:: RECORD EXTRACTS ::
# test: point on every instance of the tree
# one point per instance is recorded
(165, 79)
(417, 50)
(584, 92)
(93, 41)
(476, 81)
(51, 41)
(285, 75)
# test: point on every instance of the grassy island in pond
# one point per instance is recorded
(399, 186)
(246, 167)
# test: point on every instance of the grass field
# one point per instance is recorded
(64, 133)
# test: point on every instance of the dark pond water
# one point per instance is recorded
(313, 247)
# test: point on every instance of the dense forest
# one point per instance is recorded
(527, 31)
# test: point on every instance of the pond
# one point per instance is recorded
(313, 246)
---
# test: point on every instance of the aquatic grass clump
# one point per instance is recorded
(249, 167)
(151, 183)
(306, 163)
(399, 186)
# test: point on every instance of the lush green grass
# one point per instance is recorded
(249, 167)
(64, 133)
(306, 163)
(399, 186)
* * *
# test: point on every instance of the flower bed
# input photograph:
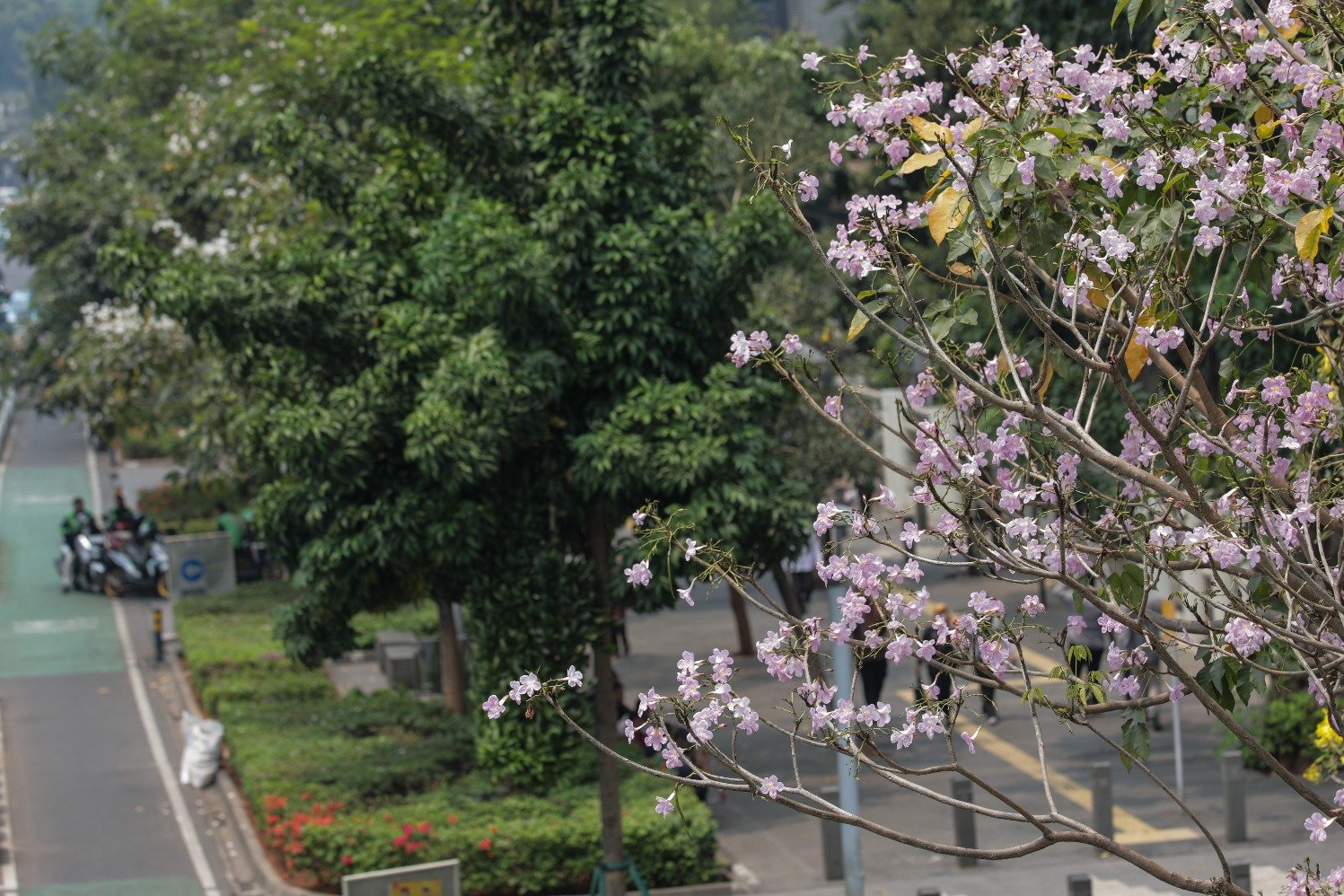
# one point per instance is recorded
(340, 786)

:: WHAT TO DO ::
Copy out, exactly and alone, the lines of the entries above between the ones holding "# test: point on every instance of the tree" and "# test: point on every instance of the dense", inclusive.

:: EXERCISE ANSWER ::
# test: point on every instance of the tree
# one point per instance is recorded
(165, 79)
(417, 50)
(584, 92)
(93, 41)
(476, 81)
(51, 41)
(285, 75)
# test: point on every instance of the grassy island in pond
# one point per instance is recorded
(399, 186)
(246, 167)
# test: point on every instance of the grass field
# one point per instance is recorded
(64, 133)
# test: point on every instance of the dark pond water
# one point per instance is recorded
(313, 247)
# test: point on every instance of the dense forest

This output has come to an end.